* Work task:
Below are the entries to retype; reproduce each one exactly.
== Data records
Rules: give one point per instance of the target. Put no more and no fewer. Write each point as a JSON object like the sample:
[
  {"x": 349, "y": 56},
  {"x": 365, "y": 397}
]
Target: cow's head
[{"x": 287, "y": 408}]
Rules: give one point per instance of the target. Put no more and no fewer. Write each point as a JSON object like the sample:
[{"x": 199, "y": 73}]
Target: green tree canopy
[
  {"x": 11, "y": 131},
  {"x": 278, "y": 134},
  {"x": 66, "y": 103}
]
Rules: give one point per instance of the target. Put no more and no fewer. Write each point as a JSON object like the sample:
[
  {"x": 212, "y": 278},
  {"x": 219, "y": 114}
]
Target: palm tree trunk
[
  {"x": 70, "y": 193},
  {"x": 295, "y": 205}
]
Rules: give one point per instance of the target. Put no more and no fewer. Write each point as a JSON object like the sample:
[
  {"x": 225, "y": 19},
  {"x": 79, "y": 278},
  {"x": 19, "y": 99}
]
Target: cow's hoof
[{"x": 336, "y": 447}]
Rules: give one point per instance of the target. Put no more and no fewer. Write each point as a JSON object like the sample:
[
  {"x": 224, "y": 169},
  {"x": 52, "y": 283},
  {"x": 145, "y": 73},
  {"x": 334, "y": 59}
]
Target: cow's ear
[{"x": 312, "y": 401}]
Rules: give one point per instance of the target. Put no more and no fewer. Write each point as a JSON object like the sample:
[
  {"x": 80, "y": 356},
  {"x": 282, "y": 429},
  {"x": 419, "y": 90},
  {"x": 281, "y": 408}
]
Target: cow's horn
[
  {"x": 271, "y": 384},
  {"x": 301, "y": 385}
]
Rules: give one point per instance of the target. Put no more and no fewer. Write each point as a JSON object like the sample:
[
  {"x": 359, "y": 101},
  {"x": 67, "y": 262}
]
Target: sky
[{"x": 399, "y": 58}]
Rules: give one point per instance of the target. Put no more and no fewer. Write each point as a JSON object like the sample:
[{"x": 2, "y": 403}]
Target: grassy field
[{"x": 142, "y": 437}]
====
* Exercise response:
Rules: give one point per instance of the target. Put no more and no fewer. Write each point as a JSON object like the sample:
[
  {"x": 349, "y": 56},
  {"x": 365, "y": 397}
]
Target: cow's head
[{"x": 287, "y": 408}]
Rules: give one point per instance of the target. Put no more and no fewer. Write each point as a JSON object like the sample:
[{"x": 199, "y": 73}]
Target: green tree canopy
[
  {"x": 11, "y": 131},
  {"x": 278, "y": 134},
  {"x": 66, "y": 103}
]
Rules: give one point per instance of the target. Put no more and no fewer. Write each point as a JSON object like the sample:
[
  {"x": 212, "y": 278},
  {"x": 219, "y": 114}
]
Target: palm tree trunk
[
  {"x": 70, "y": 193},
  {"x": 295, "y": 205}
]
Rules: give one point per instance of the target. Put no more and no fewer. Write each point as a JSON object like the sample:
[
  {"x": 225, "y": 19},
  {"x": 79, "y": 278},
  {"x": 19, "y": 99}
]
Target: cow's hoof
[{"x": 336, "y": 447}]
Rules: give one point per instance of the target. Put no more and no fewer. Write each point as a JSON object like the sample:
[
  {"x": 224, "y": 169},
  {"x": 52, "y": 283},
  {"x": 145, "y": 73},
  {"x": 334, "y": 59}
]
Target: cow's ear
[{"x": 312, "y": 401}]
Rules: give one point per instance of the target. Put no more and no fewer. Write each point as a JSON object like the sample:
[
  {"x": 80, "y": 356},
  {"x": 282, "y": 429},
  {"x": 419, "y": 90},
  {"x": 281, "y": 408}
]
Target: cow's horn
[
  {"x": 271, "y": 384},
  {"x": 301, "y": 385}
]
Rules: give one point per instance of the target. Put no more and no fewer. Write each point as a JSON object like the sample:
[
  {"x": 359, "y": 101},
  {"x": 67, "y": 262}
]
Target: sky
[{"x": 399, "y": 58}]
Rules: give one point per instance of the target. Put no more and no fewer. Write each point as a JSON object like the sample:
[{"x": 2, "y": 403}]
Target: grassy field
[{"x": 142, "y": 437}]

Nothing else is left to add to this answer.